**Task item:**
The result should consist solely of the line containing "form [(502, 281)]." and the lines that follow it below, each reproduced exactly, the last line included.

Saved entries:
***

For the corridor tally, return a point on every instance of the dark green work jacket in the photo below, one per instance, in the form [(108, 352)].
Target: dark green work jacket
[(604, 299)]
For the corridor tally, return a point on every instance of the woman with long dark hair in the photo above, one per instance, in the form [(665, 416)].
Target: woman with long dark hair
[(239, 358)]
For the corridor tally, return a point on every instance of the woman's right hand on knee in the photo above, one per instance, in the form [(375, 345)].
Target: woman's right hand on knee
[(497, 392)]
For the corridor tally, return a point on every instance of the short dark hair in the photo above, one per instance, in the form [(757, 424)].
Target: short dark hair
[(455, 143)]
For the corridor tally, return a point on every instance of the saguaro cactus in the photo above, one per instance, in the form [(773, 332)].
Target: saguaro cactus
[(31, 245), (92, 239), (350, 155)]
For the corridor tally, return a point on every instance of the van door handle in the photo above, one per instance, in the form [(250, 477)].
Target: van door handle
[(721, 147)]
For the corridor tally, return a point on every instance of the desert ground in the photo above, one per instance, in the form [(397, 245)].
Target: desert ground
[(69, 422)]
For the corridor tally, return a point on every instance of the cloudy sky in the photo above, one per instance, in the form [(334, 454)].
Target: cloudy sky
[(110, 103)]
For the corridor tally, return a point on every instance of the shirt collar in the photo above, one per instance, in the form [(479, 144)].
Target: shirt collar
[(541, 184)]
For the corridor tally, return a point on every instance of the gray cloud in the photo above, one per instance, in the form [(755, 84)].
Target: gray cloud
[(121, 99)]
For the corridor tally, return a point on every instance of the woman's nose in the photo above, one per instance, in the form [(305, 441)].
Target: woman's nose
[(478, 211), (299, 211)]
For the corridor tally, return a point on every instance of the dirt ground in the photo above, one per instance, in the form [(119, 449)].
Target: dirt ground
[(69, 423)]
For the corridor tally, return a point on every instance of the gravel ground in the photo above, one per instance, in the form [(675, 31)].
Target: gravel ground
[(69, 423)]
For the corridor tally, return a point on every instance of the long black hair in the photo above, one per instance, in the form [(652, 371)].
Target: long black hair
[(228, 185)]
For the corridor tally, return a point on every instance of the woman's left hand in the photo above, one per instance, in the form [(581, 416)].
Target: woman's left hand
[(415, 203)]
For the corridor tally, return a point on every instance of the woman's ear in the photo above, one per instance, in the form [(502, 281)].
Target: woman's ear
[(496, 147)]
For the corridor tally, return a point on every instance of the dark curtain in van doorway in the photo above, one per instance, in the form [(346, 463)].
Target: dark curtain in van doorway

***

**Solution to this exercise:**
For the corridor tally, return a point on every instance of the woman's ear in the photo above, one per instance, in the form [(502, 281)].
Target: woman's ear
[(496, 147)]
For the corridor tally, return a point on every instance of the dark curtain in van doorway in the photo above, one per instance, in the form [(346, 463)].
Target: dark curtain in van doorway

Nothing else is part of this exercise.